What you need to do = Recast everything in the material below from the line containing "Each returned point MUST lie on the matching cumulus" down to the line containing "31], [53, 117]]" as a two-column CSV with the headers input and output. Each row should pair a text with its answer, with every field quoted and any line breaks turned into spaces.

[Dataset records]
*****

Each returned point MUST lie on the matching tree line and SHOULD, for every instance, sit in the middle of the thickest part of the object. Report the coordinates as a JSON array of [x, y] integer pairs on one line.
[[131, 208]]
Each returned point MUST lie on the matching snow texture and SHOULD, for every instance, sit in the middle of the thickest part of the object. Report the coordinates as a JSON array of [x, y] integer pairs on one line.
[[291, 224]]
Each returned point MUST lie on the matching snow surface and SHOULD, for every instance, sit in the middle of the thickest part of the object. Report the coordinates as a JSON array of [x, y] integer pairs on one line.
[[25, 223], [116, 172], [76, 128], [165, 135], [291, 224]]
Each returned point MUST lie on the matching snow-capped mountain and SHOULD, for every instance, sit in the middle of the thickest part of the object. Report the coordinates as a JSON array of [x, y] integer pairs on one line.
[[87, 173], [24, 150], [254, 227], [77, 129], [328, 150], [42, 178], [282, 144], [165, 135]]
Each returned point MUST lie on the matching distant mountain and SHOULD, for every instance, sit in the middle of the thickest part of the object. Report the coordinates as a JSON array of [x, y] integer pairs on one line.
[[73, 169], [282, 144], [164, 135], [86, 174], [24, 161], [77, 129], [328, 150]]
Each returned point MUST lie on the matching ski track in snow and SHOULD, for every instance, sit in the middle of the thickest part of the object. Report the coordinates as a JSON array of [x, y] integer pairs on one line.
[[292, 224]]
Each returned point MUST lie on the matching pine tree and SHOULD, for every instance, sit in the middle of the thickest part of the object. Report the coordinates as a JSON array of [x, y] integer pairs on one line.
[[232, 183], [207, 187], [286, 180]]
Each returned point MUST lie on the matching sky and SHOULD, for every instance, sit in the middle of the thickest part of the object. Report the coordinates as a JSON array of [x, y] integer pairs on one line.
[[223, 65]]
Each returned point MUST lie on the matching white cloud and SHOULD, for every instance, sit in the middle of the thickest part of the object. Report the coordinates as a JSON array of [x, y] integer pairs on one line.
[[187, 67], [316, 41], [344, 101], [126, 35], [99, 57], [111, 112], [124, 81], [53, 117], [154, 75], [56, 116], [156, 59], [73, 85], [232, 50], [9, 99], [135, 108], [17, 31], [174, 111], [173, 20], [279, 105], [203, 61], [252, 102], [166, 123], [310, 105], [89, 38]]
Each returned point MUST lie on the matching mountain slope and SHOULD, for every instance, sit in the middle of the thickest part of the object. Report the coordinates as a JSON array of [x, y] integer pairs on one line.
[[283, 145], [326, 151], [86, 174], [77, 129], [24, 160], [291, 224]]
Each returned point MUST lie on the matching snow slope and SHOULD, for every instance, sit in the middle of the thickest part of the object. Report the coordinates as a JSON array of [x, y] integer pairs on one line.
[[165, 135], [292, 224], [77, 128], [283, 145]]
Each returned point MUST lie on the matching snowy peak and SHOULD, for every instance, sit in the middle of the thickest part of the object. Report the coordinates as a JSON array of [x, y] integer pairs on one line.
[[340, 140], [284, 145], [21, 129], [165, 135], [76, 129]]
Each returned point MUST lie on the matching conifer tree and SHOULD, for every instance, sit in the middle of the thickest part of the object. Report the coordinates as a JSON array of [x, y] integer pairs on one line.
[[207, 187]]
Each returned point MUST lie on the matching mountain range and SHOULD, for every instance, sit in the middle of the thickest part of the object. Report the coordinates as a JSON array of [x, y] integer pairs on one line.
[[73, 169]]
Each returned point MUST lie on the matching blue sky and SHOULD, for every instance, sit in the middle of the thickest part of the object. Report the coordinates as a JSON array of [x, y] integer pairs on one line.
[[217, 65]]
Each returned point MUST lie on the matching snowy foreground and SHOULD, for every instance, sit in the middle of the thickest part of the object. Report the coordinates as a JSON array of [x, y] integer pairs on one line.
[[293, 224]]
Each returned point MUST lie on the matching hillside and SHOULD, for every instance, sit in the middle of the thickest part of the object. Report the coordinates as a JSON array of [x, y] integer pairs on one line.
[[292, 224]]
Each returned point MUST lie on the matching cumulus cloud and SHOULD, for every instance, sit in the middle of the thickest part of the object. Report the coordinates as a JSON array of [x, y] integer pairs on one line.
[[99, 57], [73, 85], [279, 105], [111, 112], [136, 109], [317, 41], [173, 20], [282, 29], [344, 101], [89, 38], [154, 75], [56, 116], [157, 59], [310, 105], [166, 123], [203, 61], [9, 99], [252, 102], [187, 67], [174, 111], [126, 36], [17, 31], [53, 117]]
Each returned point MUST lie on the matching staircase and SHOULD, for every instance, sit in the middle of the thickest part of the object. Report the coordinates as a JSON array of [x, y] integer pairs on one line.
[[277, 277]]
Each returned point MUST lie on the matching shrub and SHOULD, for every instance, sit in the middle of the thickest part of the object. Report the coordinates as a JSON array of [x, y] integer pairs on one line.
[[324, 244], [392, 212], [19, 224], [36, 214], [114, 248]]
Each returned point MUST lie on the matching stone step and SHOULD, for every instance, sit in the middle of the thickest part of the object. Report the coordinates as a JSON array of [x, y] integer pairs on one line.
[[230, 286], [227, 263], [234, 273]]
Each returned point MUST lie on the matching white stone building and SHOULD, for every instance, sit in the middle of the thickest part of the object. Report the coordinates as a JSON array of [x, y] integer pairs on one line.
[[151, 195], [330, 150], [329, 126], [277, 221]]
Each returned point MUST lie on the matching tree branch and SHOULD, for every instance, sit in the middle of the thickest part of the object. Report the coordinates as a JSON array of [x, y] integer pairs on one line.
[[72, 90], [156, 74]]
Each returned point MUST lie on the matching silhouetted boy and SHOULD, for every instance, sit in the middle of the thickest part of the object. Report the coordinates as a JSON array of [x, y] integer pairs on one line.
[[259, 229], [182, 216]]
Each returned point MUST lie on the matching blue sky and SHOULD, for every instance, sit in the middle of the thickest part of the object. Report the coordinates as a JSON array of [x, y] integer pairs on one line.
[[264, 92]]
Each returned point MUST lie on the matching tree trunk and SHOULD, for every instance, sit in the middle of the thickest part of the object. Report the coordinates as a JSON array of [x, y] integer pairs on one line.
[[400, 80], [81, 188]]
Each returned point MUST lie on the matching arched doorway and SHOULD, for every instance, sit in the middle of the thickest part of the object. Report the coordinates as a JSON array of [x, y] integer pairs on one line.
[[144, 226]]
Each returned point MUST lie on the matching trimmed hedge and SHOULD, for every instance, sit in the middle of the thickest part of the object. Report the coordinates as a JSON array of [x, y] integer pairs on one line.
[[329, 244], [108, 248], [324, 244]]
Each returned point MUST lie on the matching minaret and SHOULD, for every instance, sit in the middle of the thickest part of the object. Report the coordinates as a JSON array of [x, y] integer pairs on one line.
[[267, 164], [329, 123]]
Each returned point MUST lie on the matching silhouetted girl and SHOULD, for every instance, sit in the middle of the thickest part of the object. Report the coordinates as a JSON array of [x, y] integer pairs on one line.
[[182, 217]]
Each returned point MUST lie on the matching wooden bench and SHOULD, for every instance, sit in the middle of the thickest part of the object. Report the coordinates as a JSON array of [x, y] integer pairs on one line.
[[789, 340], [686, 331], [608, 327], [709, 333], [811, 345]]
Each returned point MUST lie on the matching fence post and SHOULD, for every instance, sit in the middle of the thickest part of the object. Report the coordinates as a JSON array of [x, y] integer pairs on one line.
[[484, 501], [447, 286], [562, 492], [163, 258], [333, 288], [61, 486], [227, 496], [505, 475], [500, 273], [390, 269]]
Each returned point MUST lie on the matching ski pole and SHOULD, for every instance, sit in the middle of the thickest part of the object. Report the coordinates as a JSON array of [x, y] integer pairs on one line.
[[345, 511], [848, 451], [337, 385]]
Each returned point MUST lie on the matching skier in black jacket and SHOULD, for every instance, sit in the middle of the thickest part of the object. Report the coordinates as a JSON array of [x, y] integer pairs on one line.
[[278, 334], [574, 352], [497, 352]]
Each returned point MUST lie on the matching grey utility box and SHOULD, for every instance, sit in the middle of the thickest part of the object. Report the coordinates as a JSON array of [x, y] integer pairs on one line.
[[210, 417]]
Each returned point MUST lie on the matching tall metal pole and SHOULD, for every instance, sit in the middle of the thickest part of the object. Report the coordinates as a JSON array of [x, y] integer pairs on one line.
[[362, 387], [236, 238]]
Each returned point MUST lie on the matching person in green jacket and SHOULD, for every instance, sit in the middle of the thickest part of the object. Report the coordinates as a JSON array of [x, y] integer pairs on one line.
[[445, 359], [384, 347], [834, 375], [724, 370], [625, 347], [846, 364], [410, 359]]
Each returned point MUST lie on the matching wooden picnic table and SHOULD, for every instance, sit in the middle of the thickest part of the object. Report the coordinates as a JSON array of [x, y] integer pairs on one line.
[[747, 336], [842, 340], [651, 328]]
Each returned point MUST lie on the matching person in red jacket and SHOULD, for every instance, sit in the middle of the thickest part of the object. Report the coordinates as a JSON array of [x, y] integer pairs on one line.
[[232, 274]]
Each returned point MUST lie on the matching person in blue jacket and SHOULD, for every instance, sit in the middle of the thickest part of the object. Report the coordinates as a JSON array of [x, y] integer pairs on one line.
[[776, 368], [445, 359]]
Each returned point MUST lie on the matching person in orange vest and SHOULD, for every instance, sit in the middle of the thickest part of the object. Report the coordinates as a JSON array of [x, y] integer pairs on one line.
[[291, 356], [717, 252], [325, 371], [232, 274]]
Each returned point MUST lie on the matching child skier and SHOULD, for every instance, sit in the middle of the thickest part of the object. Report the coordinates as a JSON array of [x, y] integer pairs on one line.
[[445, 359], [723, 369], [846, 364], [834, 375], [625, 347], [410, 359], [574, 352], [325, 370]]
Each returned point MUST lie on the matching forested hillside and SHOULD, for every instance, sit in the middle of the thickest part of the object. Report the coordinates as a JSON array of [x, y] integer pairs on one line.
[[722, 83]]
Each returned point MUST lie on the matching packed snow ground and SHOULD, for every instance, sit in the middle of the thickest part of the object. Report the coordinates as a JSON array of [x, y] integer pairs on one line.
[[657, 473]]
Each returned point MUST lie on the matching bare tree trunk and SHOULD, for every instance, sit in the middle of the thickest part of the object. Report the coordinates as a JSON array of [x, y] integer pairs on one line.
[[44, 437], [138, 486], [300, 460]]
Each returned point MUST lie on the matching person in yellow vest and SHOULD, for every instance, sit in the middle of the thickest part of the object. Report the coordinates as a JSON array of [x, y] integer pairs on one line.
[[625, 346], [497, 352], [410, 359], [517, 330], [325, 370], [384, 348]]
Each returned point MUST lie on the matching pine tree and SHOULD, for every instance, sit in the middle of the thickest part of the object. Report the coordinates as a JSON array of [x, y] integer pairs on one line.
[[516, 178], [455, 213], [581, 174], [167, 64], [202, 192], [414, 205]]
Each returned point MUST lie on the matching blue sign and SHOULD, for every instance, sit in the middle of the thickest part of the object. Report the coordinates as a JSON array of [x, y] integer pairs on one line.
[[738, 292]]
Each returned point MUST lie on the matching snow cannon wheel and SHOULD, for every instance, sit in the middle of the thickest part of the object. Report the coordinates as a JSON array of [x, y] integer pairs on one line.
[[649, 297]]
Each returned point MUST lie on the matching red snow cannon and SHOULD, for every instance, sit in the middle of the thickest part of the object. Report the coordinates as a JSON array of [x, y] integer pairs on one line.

*****

Exercise output =
input,output
"Each returned point MUST lie on the matching cumulus cloud and SHOULD, for every instance, sit in the middle of the thickest part of the object. Report the coordinates as a JSON array of [x, y] integer pairs on one line.","[[99, 57], [73, 85], [279, 105], [111, 112], [136, 109], [317, 41], [173, 20], [282, 29], [344, 101], [89, 38], [154, 75], [56, 116], [157, 59], [310, 105], [166, 123], [203, 61], [9, 99], [252, 102], [187, 67], [174, 111], [126, 36], [17, 31], [53, 117]]"